_YOUR GOAL:_ In the records below, find the line that contains "bush in this photo.". Retype that line and all the lines after it through the end, leaving out the pictures.

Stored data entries
------------------------------------------------------------------------

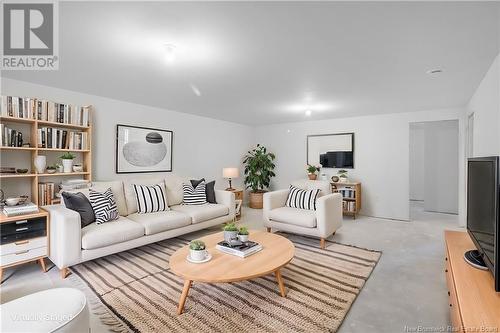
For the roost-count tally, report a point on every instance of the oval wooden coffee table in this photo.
(277, 252)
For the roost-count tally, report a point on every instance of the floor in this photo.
(406, 292)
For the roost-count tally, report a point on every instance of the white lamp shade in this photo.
(230, 173)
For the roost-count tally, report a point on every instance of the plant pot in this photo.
(198, 255)
(256, 199)
(243, 238)
(67, 166)
(230, 235)
(40, 163)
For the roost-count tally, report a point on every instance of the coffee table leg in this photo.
(281, 283)
(182, 301)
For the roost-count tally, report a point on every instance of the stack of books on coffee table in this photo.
(240, 249)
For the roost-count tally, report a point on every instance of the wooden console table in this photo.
(474, 304)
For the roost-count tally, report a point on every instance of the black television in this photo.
(483, 223)
(337, 159)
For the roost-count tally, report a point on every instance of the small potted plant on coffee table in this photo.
(243, 234)
(230, 232)
(197, 250)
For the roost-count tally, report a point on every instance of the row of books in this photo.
(49, 137)
(32, 108)
(349, 205)
(10, 137)
(240, 249)
(27, 208)
(46, 193)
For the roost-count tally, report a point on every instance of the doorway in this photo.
(434, 157)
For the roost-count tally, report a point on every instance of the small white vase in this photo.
(40, 163)
(67, 166)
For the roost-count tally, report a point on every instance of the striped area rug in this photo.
(139, 288)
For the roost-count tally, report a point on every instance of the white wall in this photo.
(202, 146)
(417, 161)
(441, 166)
(485, 104)
(381, 155)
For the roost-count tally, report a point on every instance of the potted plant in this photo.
(197, 250)
(342, 175)
(230, 232)
(51, 169)
(67, 159)
(259, 166)
(311, 171)
(243, 234)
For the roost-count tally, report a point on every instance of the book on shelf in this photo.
(49, 137)
(32, 108)
(27, 208)
(240, 249)
(46, 193)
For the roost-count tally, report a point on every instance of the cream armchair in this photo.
(321, 223)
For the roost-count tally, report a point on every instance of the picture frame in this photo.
(143, 149)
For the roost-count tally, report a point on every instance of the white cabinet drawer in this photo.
(23, 245)
(13, 258)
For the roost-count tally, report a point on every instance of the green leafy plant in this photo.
(259, 166)
(243, 231)
(342, 173)
(67, 156)
(230, 227)
(197, 245)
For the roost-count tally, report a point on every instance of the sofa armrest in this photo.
(329, 214)
(272, 200)
(226, 198)
(65, 236)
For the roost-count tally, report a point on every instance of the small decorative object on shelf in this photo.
(243, 234)
(40, 163)
(67, 159)
(312, 171)
(197, 250)
(230, 232)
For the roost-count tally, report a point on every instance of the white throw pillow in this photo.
(150, 198)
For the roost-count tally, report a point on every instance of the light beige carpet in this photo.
(139, 288)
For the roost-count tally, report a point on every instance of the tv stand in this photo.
(475, 259)
(474, 305)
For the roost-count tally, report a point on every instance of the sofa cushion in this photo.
(160, 221)
(95, 236)
(202, 212)
(128, 189)
(300, 217)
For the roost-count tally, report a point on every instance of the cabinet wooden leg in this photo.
(64, 272)
(42, 263)
(185, 291)
(322, 243)
(281, 284)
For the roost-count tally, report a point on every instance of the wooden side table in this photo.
(24, 238)
(238, 195)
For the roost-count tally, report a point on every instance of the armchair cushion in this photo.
(300, 217)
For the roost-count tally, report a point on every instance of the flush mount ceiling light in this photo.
(170, 53)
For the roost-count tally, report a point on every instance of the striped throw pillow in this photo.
(303, 199)
(150, 199)
(194, 195)
(104, 206)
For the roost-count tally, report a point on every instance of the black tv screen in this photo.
(337, 159)
(483, 210)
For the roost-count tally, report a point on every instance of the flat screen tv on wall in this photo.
(483, 223)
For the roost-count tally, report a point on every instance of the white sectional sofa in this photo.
(70, 244)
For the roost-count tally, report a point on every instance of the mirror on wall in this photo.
(331, 150)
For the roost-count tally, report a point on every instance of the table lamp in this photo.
(230, 173)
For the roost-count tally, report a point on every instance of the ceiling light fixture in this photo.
(170, 53)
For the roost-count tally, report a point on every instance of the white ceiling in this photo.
(267, 62)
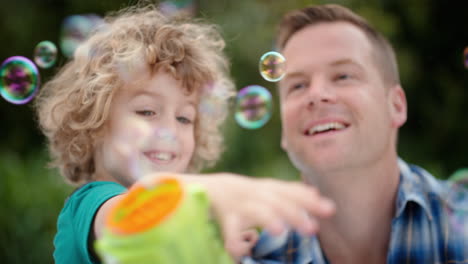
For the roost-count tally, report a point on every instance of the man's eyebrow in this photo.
(293, 75)
(345, 62)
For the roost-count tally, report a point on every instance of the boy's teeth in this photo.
(164, 156)
(325, 127)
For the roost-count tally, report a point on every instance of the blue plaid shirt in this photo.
(430, 226)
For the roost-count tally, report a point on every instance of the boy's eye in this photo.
(297, 86)
(184, 120)
(145, 113)
(342, 77)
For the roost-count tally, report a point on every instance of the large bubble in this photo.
(45, 54)
(253, 107)
(75, 30)
(19, 80)
(272, 66)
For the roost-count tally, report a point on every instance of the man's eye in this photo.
(343, 76)
(184, 120)
(145, 112)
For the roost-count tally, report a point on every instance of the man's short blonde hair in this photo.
(383, 53)
(73, 107)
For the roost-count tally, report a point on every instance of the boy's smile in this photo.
(153, 119)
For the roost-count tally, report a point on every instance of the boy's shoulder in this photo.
(76, 218)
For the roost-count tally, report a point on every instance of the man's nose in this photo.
(320, 91)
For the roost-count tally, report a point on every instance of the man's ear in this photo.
(284, 146)
(398, 106)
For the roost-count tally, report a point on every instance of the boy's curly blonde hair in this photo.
(73, 107)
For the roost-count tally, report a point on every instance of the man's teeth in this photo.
(325, 127)
(163, 156)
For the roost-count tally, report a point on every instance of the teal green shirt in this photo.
(75, 220)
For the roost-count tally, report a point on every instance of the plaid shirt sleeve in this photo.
(430, 226)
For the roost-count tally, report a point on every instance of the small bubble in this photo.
(272, 66)
(45, 54)
(253, 107)
(19, 81)
(177, 7)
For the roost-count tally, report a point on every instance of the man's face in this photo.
(336, 111)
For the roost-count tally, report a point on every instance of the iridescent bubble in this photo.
(465, 56)
(19, 80)
(177, 7)
(45, 54)
(121, 157)
(253, 107)
(75, 30)
(272, 66)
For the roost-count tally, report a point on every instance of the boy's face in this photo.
(151, 128)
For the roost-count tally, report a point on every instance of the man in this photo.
(341, 108)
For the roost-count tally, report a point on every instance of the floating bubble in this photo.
(253, 107)
(45, 54)
(272, 66)
(465, 56)
(177, 7)
(75, 30)
(19, 80)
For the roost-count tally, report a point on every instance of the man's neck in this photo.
(365, 199)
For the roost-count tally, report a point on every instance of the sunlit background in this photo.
(430, 37)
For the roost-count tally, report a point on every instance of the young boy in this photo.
(141, 65)
(147, 67)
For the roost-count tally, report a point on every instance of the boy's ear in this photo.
(398, 106)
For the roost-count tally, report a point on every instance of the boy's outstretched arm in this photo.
(241, 204)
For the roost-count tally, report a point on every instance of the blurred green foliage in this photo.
(428, 35)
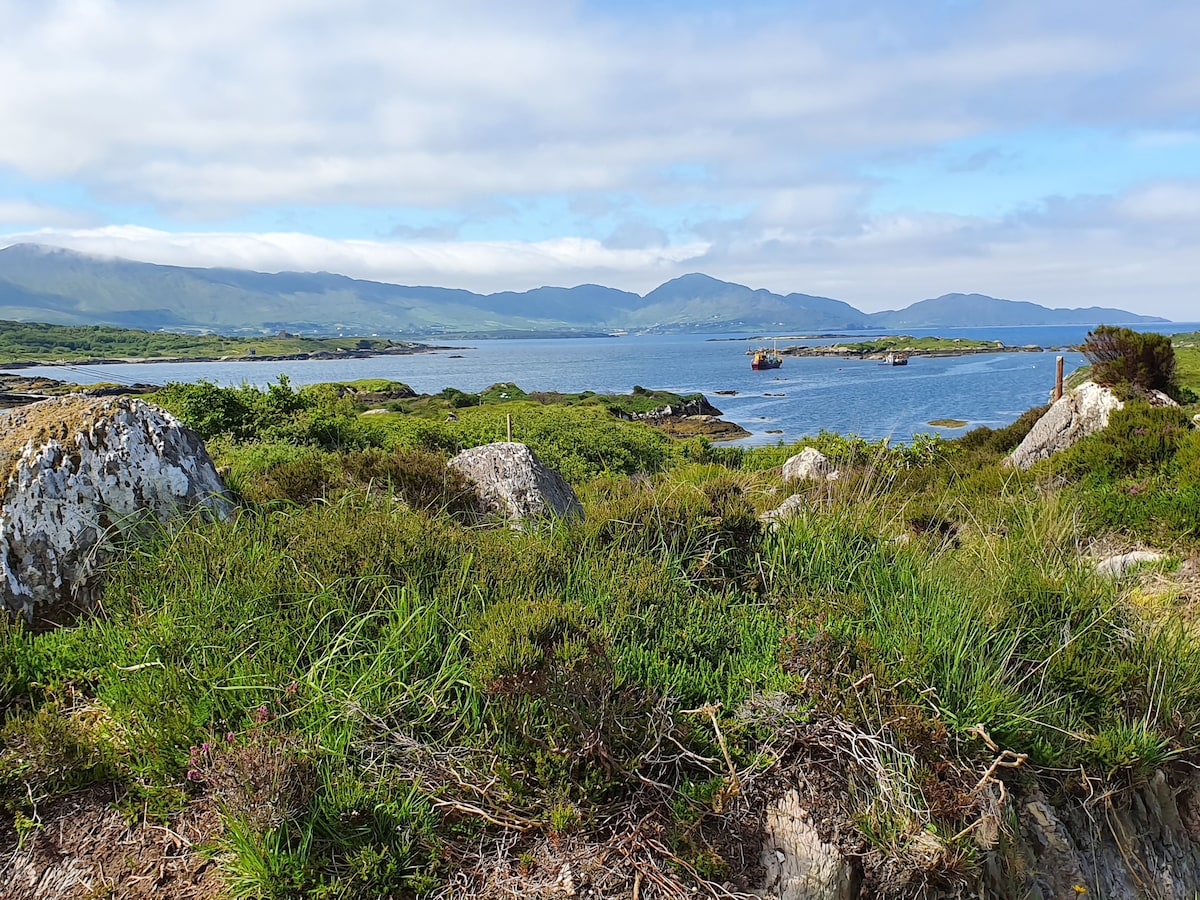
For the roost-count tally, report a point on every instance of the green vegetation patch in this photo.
(24, 342)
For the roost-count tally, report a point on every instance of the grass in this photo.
(23, 342)
(367, 684)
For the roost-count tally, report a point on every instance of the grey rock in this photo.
(79, 472)
(1117, 565)
(792, 507)
(798, 864)
(809, 465)
(514, 483)
(1072, 417)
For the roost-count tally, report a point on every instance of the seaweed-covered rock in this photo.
(77, 473)
(514, 483)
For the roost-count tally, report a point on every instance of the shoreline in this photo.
(256, 358)
(840, 352)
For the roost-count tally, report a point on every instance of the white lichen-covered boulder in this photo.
(797, 863)
(511, 481)
(1116, 565)
(809, 465)
(78, 473)
(1069, 419)
(789, 509)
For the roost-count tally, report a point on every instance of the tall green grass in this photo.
(353, 661)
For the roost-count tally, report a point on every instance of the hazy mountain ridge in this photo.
(64, 287)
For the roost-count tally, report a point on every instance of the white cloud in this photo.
(483, 265)
(467, 107)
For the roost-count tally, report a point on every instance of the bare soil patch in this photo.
(84, 849)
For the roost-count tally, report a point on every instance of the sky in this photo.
(875, 151)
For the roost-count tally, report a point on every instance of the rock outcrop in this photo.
(693, 406)
(79, 472)
(1071, 418)
(809, 465)
(1137, 841)
(514, 483)
(790, 508)
(1117, 565)
(797, 863)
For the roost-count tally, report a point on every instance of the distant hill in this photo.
(64, 287)
(979, 310)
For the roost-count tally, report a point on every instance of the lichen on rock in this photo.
(79, 472)
(514, 483)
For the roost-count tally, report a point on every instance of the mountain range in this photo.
(57, 286)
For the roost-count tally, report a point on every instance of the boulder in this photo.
(809, 465)
(787, 509)
(1117, 565)
(799, 865)
(79, 472)
(514, 483)
(1074, 415)
(1071, 418)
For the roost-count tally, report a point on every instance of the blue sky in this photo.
(880, 153)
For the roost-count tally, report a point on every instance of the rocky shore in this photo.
(399, 351)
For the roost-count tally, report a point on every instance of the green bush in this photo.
(1139, 439)
(1135, 360)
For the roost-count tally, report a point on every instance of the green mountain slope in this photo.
(64, 287)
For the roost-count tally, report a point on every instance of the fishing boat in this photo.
(766, 359)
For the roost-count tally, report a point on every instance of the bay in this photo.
(802, 397)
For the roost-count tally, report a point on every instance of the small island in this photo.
(25, 345)
(879, 348)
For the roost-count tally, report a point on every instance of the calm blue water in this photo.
(804, 396)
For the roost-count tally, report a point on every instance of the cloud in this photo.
(29, 213)
(597, 142)
(483, 265)
(1127, 252)
(382, 103)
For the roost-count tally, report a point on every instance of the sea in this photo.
(804, 396)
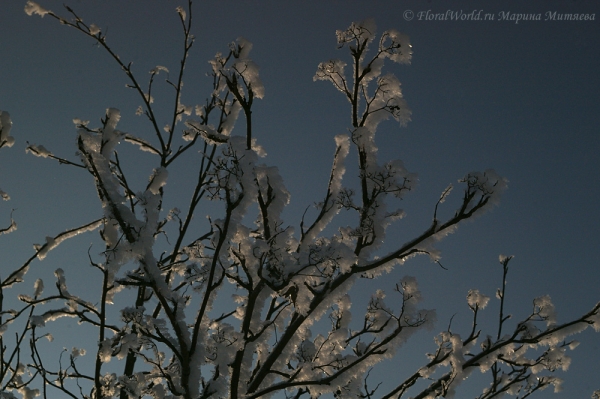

------------------------------------------------------------------------

_ANSWER SECTION:_
For the roost-count tally, report a point on every instance of the green bush in this photo.
(1139, 439)
(1135, 360)
For the roost-count tally, report a point on every instance of the green mountain slope in this photo.
(64, 287)
For the roost-count tally, report a point on every instance of the fishing boat in this photo.
(766, 359)
For the roost-count tally, report a point on every instance of the bay in this photo.
(802, 397)
For the roost-count tally, report a point on every instance of the small island in this photo.
(25, 345)
(879, 348)
For the roost-count tally, report a point on every instance of the calm blue water in this photo.
(804, 396)
For the roost-count tally, report a point on every instance of the cloud in this photo.
(29, 213)
(597, 142)
(483, 265)
(1127, 252)
(382, 103)
For the roost-count tally, report a point on every instance of the sea in this photo.
(804, 396)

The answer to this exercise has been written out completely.